**Extracted material:**
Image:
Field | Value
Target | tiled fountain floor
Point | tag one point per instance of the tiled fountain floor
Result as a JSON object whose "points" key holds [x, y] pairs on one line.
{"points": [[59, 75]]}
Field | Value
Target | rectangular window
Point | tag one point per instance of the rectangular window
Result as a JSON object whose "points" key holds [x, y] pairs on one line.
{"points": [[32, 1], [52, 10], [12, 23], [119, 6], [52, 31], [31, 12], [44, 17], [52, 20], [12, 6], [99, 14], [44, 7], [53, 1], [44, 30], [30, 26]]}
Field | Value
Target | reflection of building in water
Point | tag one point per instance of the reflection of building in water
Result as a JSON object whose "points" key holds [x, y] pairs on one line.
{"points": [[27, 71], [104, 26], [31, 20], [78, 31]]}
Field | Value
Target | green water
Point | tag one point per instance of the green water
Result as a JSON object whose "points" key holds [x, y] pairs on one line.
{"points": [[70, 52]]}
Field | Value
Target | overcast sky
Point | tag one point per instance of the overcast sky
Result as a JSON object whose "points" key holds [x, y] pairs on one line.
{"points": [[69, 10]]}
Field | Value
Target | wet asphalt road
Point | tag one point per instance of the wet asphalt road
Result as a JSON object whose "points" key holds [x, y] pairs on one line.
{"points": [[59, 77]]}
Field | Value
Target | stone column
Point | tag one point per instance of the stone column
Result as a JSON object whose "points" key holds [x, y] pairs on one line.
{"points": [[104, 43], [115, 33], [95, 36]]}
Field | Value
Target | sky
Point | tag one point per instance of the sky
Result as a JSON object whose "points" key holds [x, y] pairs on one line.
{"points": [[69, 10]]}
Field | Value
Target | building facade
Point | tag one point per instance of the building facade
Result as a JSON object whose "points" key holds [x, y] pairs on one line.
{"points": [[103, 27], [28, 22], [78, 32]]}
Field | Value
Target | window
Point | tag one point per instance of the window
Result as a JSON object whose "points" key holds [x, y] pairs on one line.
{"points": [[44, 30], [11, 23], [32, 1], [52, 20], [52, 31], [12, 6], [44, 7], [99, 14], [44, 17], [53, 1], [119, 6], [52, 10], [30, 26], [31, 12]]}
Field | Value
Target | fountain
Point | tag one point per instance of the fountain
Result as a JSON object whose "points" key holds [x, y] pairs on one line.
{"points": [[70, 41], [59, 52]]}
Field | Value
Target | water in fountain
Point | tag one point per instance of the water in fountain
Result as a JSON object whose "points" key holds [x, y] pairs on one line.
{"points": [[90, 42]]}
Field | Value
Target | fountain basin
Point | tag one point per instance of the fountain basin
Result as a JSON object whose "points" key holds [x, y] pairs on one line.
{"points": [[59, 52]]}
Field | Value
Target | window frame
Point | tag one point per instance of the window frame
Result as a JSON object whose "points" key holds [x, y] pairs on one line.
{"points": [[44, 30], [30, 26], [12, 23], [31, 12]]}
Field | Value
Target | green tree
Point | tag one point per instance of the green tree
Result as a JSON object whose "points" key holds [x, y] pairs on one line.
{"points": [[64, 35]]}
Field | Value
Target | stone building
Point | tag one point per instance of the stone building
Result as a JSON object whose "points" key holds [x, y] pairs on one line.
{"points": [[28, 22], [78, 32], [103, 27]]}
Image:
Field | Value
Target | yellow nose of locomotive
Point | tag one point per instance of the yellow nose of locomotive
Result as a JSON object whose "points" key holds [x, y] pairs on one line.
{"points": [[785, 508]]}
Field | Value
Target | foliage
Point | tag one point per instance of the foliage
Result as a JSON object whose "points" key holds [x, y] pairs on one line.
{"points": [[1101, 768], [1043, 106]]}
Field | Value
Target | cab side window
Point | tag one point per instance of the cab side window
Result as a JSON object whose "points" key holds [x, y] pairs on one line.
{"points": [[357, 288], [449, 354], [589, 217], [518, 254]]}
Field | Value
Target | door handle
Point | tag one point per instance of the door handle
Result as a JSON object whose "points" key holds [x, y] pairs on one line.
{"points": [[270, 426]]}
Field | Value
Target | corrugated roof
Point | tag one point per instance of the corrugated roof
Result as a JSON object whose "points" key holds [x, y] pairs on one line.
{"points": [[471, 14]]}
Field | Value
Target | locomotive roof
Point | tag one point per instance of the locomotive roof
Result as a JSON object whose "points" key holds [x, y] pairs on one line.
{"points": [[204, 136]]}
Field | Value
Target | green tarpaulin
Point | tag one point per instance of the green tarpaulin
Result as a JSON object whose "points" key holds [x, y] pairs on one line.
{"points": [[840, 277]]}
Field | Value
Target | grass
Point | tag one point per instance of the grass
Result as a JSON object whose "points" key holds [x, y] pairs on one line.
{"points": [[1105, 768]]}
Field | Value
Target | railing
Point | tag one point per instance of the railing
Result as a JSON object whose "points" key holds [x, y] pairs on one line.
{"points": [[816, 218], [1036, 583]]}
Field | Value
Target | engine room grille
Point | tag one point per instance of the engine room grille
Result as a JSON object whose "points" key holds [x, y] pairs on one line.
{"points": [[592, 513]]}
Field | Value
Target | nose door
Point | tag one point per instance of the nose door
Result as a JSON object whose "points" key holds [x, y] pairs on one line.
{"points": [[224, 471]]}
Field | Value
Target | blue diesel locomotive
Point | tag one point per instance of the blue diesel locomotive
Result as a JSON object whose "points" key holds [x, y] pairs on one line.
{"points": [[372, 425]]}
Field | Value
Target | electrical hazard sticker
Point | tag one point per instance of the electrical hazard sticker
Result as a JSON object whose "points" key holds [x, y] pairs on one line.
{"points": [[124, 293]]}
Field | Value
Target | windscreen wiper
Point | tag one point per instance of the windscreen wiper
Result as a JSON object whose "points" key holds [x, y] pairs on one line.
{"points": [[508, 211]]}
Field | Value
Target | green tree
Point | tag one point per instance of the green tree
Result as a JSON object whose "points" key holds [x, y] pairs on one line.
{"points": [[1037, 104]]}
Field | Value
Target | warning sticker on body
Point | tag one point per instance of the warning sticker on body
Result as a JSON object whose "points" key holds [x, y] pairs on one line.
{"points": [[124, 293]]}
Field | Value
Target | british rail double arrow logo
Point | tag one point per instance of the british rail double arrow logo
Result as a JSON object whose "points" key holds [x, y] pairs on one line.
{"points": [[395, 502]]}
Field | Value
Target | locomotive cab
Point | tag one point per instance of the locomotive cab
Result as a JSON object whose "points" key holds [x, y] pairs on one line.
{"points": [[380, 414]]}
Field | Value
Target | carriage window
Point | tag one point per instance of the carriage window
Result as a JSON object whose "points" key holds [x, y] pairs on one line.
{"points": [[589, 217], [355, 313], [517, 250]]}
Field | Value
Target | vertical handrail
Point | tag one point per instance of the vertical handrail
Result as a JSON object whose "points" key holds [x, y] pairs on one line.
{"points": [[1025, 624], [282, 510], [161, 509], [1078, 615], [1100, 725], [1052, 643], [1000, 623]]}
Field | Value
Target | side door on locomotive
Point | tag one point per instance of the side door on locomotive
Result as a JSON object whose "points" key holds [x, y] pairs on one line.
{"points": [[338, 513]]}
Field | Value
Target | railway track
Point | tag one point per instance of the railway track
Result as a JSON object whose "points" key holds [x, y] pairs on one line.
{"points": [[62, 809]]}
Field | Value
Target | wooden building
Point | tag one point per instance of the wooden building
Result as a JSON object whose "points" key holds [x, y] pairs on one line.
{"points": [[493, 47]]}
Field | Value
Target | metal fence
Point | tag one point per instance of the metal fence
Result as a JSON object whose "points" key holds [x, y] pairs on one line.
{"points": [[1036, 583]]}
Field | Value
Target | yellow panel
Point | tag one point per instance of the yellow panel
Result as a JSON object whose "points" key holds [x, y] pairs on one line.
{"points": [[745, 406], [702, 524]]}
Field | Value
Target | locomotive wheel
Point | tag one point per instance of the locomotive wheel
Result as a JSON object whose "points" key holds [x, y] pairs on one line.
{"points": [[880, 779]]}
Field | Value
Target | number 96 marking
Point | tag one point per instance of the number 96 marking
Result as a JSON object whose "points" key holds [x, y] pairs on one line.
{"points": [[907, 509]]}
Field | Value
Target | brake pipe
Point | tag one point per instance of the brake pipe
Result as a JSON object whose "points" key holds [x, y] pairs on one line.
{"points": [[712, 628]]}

**Work task:**
Give only the number of lines in the data that hold the string "wiper".

**Result for this exercise:**
2